▸ THE PROBLEM
Copy out every line of the entries below that contains the word "following", matching case exactly.

▸ DATA SECTION
"""

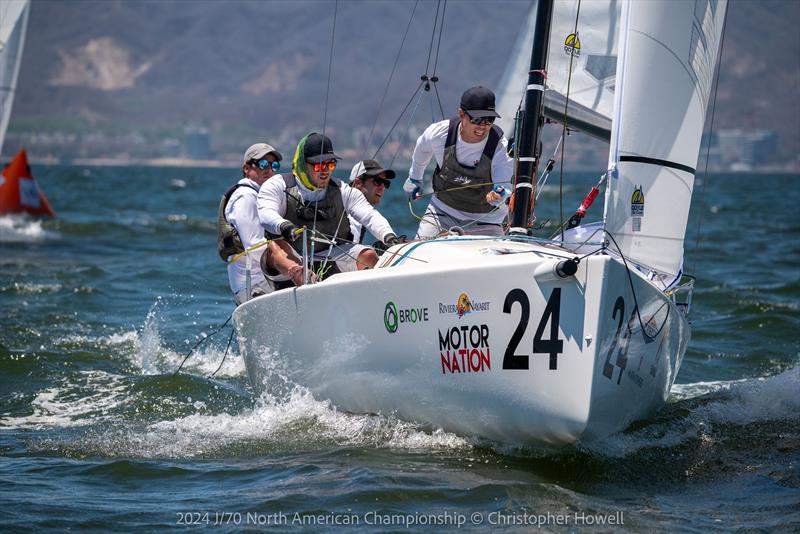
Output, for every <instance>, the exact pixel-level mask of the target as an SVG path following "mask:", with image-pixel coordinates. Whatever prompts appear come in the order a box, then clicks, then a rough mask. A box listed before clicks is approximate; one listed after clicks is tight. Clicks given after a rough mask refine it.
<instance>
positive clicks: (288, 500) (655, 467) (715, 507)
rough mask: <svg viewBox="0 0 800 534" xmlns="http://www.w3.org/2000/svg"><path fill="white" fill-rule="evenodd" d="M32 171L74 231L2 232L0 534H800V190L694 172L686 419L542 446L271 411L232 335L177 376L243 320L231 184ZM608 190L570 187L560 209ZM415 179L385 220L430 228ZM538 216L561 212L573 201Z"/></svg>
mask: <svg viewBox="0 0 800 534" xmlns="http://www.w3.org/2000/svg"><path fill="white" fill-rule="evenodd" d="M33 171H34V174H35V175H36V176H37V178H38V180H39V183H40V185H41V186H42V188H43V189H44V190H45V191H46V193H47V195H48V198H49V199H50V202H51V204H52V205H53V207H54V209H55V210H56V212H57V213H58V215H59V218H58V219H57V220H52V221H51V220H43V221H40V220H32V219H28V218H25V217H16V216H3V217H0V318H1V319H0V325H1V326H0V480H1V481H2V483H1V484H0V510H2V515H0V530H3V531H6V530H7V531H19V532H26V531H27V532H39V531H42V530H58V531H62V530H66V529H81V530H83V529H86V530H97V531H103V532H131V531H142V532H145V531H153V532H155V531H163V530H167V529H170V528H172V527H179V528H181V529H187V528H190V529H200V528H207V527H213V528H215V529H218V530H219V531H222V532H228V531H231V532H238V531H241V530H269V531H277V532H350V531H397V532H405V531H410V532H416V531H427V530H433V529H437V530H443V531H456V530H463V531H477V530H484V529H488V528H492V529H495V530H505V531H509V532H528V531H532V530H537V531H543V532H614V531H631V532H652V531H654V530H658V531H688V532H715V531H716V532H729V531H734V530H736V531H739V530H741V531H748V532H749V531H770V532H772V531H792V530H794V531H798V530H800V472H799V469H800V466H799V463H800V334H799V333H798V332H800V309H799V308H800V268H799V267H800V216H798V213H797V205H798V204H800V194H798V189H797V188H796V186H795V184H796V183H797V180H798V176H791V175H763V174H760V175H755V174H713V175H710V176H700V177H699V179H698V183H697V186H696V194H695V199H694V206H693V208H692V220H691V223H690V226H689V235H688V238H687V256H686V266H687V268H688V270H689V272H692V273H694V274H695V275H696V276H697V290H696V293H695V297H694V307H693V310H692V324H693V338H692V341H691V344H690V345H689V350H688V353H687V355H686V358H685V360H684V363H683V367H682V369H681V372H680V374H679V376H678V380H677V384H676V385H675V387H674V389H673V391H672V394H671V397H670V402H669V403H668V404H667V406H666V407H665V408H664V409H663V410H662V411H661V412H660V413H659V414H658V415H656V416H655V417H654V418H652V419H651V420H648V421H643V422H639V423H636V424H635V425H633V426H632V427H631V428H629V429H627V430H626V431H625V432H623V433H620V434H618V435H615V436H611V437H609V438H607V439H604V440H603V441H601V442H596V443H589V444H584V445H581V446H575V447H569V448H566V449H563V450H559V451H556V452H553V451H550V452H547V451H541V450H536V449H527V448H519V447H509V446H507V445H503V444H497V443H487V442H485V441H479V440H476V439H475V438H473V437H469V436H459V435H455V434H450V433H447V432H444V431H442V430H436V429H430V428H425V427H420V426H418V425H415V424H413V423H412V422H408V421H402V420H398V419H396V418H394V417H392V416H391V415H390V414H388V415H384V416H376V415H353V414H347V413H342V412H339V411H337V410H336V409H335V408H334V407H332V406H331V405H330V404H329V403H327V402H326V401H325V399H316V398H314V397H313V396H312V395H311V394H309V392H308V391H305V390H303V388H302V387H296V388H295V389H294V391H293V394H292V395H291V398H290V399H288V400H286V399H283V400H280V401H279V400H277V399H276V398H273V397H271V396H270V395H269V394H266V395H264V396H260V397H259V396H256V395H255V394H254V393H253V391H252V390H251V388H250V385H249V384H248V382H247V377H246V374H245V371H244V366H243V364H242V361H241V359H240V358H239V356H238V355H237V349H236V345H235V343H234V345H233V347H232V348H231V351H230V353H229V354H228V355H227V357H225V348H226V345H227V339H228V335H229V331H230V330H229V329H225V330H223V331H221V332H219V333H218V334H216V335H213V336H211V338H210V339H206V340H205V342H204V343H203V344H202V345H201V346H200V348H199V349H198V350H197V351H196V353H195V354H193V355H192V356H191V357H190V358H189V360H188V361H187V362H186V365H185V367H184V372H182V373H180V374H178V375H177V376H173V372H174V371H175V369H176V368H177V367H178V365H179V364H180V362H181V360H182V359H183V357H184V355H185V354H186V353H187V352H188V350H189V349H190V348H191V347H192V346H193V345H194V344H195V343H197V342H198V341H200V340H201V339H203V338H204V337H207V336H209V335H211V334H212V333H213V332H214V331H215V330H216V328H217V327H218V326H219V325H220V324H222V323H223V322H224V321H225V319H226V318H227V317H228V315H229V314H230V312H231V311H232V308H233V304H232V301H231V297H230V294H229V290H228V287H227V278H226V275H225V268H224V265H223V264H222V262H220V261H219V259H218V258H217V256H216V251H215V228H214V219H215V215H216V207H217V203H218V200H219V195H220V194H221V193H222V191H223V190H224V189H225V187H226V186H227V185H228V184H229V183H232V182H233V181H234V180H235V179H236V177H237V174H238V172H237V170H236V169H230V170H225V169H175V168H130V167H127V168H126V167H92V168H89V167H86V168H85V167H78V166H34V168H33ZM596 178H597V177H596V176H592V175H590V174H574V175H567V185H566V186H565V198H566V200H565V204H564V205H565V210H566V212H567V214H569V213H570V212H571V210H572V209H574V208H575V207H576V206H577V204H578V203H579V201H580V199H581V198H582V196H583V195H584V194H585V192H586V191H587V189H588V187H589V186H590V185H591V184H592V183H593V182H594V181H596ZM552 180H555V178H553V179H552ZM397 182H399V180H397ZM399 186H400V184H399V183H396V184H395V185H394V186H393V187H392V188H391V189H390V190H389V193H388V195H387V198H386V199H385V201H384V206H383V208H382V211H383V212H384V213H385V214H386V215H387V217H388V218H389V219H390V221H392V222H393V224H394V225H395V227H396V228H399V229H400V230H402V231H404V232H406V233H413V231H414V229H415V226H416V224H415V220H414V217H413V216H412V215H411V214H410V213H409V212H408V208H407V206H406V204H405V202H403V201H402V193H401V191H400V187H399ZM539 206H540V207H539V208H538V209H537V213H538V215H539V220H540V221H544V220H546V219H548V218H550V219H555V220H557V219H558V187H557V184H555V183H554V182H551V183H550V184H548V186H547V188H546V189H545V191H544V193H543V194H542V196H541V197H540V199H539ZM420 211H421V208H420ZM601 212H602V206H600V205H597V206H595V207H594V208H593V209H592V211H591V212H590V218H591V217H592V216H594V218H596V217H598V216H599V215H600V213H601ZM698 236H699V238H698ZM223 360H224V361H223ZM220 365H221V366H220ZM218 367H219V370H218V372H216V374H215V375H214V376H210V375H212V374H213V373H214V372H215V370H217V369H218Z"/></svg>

"""
"""

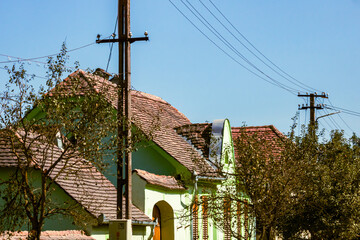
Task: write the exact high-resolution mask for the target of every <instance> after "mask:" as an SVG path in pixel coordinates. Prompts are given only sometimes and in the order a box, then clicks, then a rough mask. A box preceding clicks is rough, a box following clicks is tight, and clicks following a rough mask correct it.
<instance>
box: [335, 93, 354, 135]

"""

▸ RESPONSE
Output, for every <instance>, the exact pixel-level mask of the target as an SVG path following "mask:", with image-pixel coordinates. Whatever prompts appear come in the order a box, then clicks, then a rough mask. A box listed before clicks is approximate; one listed after clicks is tight. Clicks given after a rough mask refine it.
Task: write the exact high-resolution mask for the target of every <instance> after "mask:" as an SVG path in pixel coordinates. Prompts are given only sometimes and in the order a box, then clicks, then a rough mask. A box preceding clicks is rough, a box following clicks is tight, and clicks following a rough mask correct it.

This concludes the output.